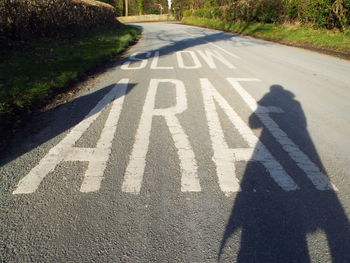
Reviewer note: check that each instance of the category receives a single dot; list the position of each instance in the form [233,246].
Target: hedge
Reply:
[320,13]
[21,19]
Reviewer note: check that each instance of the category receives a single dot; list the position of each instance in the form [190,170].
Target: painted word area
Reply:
[209,57]
[224,157]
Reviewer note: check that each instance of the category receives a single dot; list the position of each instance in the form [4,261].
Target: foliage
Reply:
[27,18]
[36,70]
[319,13]
[329,40]
[140,6]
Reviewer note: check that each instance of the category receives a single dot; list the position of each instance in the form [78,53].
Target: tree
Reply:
[141,6]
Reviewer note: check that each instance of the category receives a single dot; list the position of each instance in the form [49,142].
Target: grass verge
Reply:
[329,41]
[34,71]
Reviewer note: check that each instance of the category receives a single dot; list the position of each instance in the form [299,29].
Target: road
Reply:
[197,146]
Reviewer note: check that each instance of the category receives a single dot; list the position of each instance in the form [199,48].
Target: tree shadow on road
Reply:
[280,226]
[50,124]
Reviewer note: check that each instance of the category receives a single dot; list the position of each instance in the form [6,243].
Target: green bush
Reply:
[22,19]
[320,13]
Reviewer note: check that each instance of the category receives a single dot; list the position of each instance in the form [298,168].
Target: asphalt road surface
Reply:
[197,146]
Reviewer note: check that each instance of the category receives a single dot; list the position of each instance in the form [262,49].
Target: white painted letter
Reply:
[65,150]
[225,158]
[134,172]
[311,170]
[126,65]
[155,60]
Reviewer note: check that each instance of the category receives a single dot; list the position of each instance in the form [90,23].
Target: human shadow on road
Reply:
[278,226]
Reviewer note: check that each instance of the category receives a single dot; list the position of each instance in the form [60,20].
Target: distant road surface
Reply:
[197,146]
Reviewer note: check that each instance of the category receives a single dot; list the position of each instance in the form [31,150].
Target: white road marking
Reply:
[155,61]
[65,150]
[208,56]
[217,46]
[143,64]
[225,157]
[319,179]
[196,62]
[135,170]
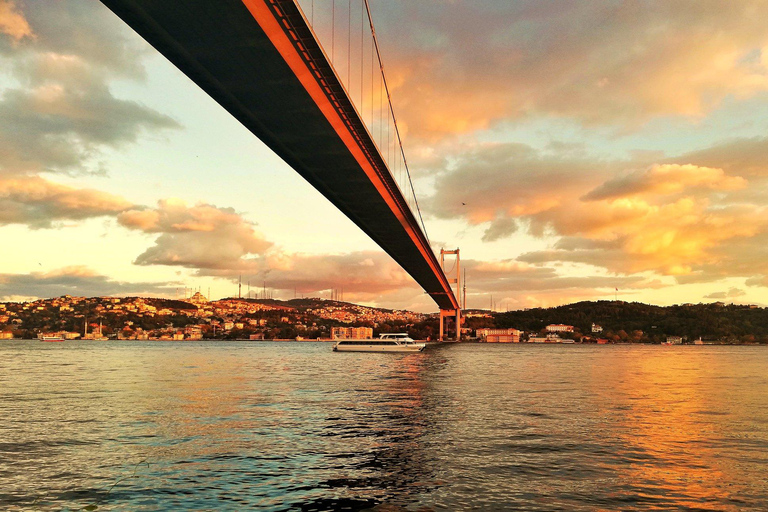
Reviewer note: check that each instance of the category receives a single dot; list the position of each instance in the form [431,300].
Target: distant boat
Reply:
[392,342]
[50,337]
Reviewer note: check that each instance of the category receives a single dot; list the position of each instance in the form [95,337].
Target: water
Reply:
[294,426]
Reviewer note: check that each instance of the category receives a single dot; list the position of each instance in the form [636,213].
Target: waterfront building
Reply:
[198,299]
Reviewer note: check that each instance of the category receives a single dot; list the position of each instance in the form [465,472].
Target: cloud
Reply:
[75,280]
[12,22]
[760,280]
[665,179]
[488,182]
[63,114]
[625,216]
[202,236]
[38,203]
[599,63]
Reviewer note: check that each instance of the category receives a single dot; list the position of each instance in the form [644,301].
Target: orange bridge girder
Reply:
[260,60]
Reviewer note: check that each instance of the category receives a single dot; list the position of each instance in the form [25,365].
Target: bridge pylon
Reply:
[452,312]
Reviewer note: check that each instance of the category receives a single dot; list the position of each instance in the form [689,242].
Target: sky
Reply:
[571,150]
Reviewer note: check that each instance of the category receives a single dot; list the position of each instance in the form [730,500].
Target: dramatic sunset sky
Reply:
[568,148]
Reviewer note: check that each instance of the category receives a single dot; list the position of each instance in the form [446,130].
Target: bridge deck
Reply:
[261,62]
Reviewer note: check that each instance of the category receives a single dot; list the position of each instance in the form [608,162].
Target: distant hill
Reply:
[709,321]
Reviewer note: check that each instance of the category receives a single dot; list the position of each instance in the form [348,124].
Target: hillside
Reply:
[708,321]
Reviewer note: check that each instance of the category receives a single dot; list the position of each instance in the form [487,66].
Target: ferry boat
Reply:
[390,342]
[50,337]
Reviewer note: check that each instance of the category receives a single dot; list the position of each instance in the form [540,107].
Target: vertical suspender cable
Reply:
[391,110]
[349,44]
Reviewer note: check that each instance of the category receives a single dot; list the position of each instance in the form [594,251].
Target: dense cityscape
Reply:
[196,318]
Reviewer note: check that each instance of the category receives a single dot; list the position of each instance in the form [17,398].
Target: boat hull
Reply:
[411,347]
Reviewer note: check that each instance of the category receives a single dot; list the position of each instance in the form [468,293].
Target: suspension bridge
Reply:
[325,109]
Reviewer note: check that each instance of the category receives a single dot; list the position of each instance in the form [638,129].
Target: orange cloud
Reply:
[202,236]
[39,202]
[12,22]
[598,63]
[665,179]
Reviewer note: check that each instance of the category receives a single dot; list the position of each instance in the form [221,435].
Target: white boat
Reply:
[391,342]
[50,337]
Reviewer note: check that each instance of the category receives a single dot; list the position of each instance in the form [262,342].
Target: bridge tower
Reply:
[450,312]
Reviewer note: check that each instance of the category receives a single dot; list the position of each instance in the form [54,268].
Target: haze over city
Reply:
[573,151]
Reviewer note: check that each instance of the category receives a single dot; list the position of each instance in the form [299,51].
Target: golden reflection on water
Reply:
[284,425]
[676,422]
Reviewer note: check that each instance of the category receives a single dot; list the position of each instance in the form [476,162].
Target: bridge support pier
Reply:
[447,313]
[452,280]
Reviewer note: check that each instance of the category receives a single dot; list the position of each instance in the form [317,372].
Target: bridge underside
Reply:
[259,60]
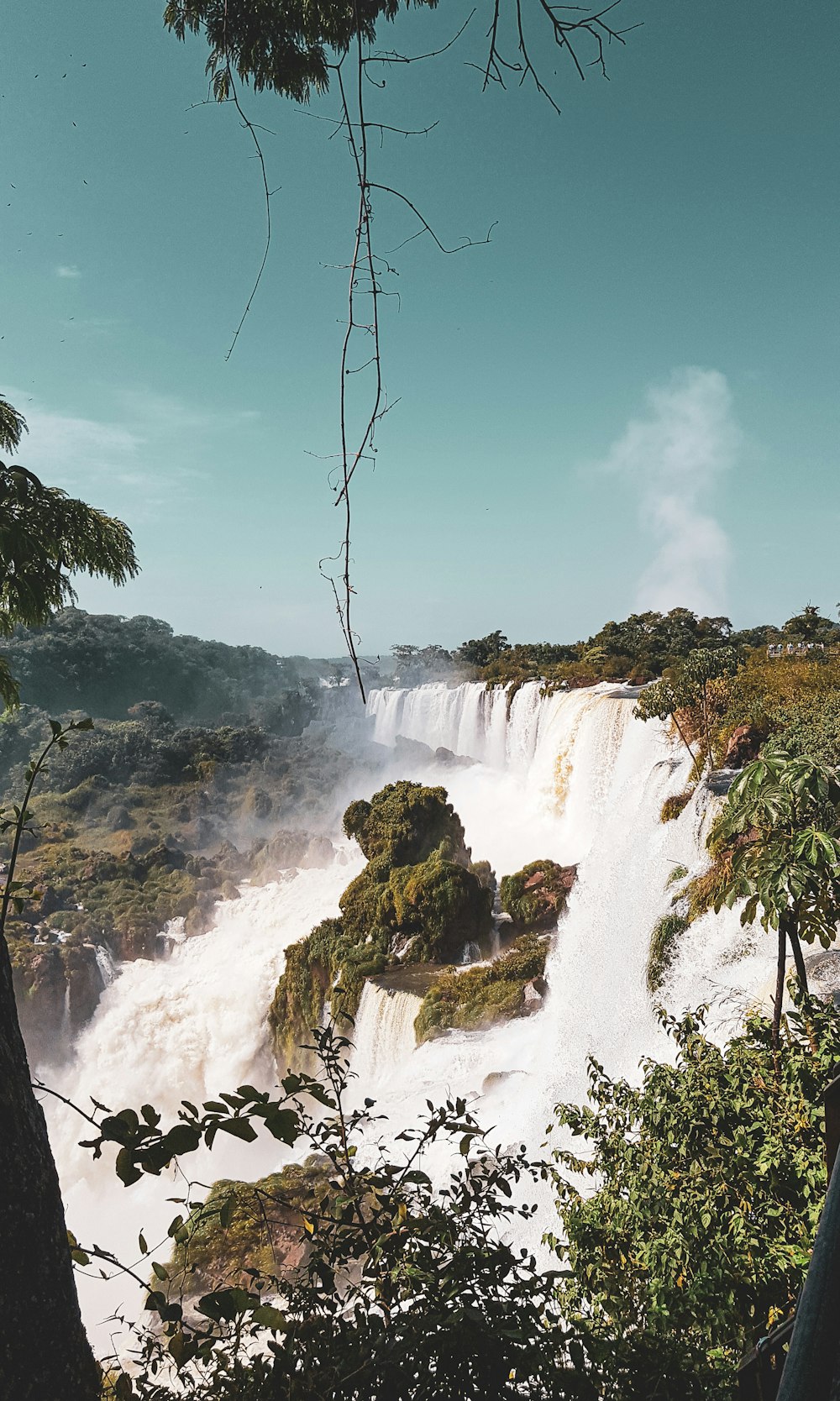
-*-
EXERCISE:
Gather each line from the listing above that holds "shadow".

RESULT:
Target: tree shadow on road
Target: human shadow on road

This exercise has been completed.